[Apply what you read]:
[A] In the passage on integrative cluster 1 in breast cancer, what sets IntClust 1 tumors apart from the other ER-positive tumors that had been grouped with them in the luminal B intrinsic subtype? Answer in one to three sentences.
[B] Continue the passage on integrative cluster 1 in breast cancer from its last sentence, keeping its style.

[Source extract]:
- - - -

Integrative cluster 1 is constituted by ER-positive tumours, predominantly classified into the luminal B intrinsic subtype. The subgroup typically has an intermediate prognosis, similar to that of IntClust 6 and 9 (Figure 3). All encompass a high proportion of higher proliferation ER+/luminal B tumours, and are characterised by relatively high levels of genomic instability (Figure 4). The defining molecular feature of IntClust 1 is amplification of the 17q23 locus (Figure 1), a region of amplification previously well described (Sinclair et al, 2003; Parssinen et al, 2007). IntClust 1 also has the highest prevalence of GATA3 mutations across all of the 10 clusters (Figure 4). These features separate IntClust 1 tumours from other ER-positive tumours previously grouped together within the luminal B intrinsic subtype.

- - - -

[Information shown]:
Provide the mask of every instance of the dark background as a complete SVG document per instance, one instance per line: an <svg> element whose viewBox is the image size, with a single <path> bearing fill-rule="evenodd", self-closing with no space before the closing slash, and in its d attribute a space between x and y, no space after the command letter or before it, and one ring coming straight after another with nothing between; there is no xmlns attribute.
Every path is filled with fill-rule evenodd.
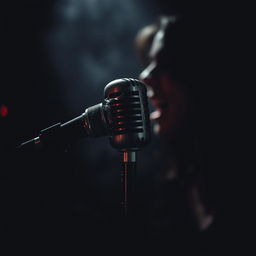
<svg viewBox="0 0 256 256"><path fill-rule="evenodd" d="M209 50L216 53L217 71L211 92L217 104L210 114L217 125L213 121L210 142L215 155L209 161L218 169L213 179L221 194L219 207L227 207L225 198L231 204L223 182L227 177L232 187L229 119L234 110L228 80L234 46L229 41L229 19L224 4L191 2L31 0L2 4L0 106L8 108L8 115L0 117L0 182L1 228L6 234L36 241L38 236L59 237L72 230L90 233L97 241L98 230L114 219L113 209L120 199L121 155L107 138L84 139L65 151L20 153L15 147L36 137L41 129L70 120L101 102L108 82L136 78L142 70L133 42L137 31L156 21L159 14L176 11L207 17L206 29L212 33ZM71 216L80 218L71 224L67 221Z"/></svg>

- - - -

[Outputs for the tasks]:
[A] IntClust 1 tumors are set apart by amplification of the 17q23 locus, which is their defining molecular feature. They also have the highest rate of GATA3 mutations of all 10 clusters.

[B]
Amplification of 17q23 in these tumours is associated with cis-driven overexpression of several adjacent genes including RPS6KB1, PPM1D, PTRH2 and APPBP2 (Figure 1). In particular, RPS6KB1 (ribosomal protein S6 kinase 1) and PPM1D (protein phosphatase 1D), show high cis outlying expression in this group and both have previously been implicated as potential oncogenic drivers (Sinclair et al, 2003). RPS6KB1 is a serine/threonine protein kinase that acts downstream of mammalian target of rapamycin (mTOR) signalling to regulate cell cycle, cell growth, proliferation and migration through translational control (Fingar et al, 2002, 2004; Hannan et al, 2003). PPM1D is a p53-inducible serine/threonine protein phosphatase known to dephosphorylate p38 mitogen-activated protein kinase (MAPK) and inhibit p38 MAPK-dependent phosphorylation of p53 leading to downregulation of p53-dependent transcription, inhibition of cell-cycle arrest and apoptosis (Bulavin et al, 2002). Both of these oncogene candidates represent novel potential therapeutic targets, highlighting the importance of understanding key genomic drivers within the subtypes and using this information to improve substratification within the disease.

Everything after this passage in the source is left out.